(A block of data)

+--

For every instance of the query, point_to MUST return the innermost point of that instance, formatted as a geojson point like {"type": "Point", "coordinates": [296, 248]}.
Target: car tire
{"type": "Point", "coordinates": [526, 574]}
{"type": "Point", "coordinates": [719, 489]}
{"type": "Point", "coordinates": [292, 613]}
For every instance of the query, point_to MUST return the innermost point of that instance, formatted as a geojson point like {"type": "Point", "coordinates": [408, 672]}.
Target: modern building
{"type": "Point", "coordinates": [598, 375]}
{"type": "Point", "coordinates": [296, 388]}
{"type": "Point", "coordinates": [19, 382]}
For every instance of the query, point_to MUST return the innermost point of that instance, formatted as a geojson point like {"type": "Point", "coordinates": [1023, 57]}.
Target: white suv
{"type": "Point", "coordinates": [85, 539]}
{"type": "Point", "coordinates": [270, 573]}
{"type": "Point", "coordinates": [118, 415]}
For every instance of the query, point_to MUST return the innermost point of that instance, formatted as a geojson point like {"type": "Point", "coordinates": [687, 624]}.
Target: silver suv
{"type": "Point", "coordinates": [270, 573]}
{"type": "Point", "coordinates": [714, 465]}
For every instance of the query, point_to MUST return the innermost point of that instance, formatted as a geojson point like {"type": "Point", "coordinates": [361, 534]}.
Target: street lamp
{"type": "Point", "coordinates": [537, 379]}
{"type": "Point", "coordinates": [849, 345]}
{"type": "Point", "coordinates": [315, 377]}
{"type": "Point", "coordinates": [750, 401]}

+--

Task directions: Transcribe every entry word for word.

Output for this task:
For every instance of the query, point_to MUST return the innermost point of that instance, formatted as a geojson point like {"type": "Point", "coordinates": [296, 248]}.
Target: car tire
{"type": "Point", "coordinates": [526, 574]}
{"type": "Point", "coordinates": [719, 489]}
{"type": "Point", "coordinates": [292, 613]}
For every instance of the query, point_to MUST return the innermost point of that instance, formatted as a geojson point like {"type": "Point", "coordinates": [408, 672]}.
Target: modern building
{"type": "Point", "coordinates": [598, 375]}
{"type": "Point", "coordinates": [296, 388]}
{"type": "Point", "coordinates": [19, 382]}
For every instance of the query, point_to MUST return the innermost point of that instance, formatted as a geojson point like {"type": "Point", "coordinates": [1023, 57]}.
Target: white suv
{"type": "Point", "coordinates": [85, 539]}
{"type": "Point", "coordinates": [270, 573]}
{"type": "Point", "coordinates": [118, 415]}
For every instance of the query, point_to MUST return the innermost point of that instance, formatted as a geojson point like {"type": "Point", "coordinates": [687, 624]}.
Target: silver suv
{"type": "Point", "coordinates": [270, 573]}
{"type": "Point", "coordinates": [714, 465]}
For every instance of the query, point_to MUST return the innermost point of that instance, formatted as a geojson point like {"type": "Point", "coordinates": [361, 534]}.
Target: street lamp
{"type": "Point", "coordinates": [537, 379]}
{"type": "Point", "coordinates": [849, 345]}
{"type": "Point", "coordinates": [315, 377]}
{"type": "Point", "coordinates": [750, 401]}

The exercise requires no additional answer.